Exercise aim: Once the line containing "Exercise. Point out the wooden cutting" is found in the entries below, reproduce it and every line after it, stopping at and including the line containing "Exercise. Point out the cabinet"; reproduce nothing else, and keep each line exact.

Extracted entries:

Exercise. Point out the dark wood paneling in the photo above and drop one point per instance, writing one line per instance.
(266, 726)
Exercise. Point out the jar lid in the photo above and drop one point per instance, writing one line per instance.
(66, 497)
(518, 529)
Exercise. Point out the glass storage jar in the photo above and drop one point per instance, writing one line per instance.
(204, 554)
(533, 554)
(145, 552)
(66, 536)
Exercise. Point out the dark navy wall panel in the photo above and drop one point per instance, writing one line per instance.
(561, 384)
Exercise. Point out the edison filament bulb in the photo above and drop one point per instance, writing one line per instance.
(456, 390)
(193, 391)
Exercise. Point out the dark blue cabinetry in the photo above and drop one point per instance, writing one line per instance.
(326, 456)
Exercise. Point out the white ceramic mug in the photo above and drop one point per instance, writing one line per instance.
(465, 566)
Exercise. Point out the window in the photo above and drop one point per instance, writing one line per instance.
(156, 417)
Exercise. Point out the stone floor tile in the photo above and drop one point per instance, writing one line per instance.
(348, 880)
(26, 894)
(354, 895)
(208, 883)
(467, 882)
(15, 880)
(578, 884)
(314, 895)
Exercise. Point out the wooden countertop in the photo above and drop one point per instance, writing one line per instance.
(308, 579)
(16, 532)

* * *

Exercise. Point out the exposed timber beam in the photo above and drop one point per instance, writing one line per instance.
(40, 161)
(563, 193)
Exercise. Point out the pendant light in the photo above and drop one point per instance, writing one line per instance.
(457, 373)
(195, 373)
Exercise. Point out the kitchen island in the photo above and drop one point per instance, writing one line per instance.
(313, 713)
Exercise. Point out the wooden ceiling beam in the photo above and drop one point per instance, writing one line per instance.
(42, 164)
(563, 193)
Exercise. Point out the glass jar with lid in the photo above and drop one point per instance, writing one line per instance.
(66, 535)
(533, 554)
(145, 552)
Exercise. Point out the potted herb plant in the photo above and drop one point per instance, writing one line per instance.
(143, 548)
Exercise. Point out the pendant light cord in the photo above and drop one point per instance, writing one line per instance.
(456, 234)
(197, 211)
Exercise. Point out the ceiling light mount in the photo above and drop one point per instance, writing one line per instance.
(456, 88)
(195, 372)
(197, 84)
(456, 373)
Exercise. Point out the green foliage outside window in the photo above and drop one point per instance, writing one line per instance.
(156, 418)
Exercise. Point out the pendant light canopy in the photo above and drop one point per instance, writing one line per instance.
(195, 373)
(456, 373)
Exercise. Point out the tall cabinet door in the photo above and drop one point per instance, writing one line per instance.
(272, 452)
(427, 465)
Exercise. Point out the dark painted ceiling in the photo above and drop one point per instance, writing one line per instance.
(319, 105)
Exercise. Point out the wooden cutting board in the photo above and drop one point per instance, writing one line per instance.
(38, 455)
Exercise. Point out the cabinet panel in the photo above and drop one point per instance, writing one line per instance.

==

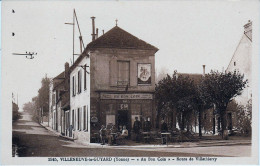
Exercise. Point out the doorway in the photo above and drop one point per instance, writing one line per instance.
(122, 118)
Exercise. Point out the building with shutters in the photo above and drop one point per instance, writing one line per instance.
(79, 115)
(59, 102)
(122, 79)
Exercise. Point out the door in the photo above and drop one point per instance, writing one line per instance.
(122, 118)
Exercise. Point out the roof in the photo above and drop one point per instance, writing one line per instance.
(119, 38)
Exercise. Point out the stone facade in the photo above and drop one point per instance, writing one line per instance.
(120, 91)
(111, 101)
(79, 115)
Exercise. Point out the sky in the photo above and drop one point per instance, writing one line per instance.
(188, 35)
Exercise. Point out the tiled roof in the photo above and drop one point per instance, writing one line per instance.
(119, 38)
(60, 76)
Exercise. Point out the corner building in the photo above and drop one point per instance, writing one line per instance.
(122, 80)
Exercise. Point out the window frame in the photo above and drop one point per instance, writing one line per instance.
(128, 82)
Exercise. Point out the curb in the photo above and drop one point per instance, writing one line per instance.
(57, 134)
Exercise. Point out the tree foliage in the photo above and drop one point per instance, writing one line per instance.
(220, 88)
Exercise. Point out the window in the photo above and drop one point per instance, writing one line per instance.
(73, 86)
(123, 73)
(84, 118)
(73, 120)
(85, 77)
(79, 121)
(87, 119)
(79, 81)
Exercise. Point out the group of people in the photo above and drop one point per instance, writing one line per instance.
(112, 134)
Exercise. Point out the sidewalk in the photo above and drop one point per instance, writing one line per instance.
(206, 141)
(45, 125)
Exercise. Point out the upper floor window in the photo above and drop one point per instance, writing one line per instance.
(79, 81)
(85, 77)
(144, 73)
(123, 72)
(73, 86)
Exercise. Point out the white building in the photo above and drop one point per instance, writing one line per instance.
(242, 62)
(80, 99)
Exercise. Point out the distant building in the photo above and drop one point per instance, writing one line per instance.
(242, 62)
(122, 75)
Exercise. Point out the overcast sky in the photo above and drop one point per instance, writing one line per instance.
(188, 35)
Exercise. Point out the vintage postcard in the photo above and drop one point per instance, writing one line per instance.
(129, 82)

Solution:
Exercise. Point out the wooden cutting board in the photo above and drop one point per instance, writing one line per instance.
(38, 455)
Exercise. Point out the cabinet panel in the photo above and drop one point per instance, writing one line per instance.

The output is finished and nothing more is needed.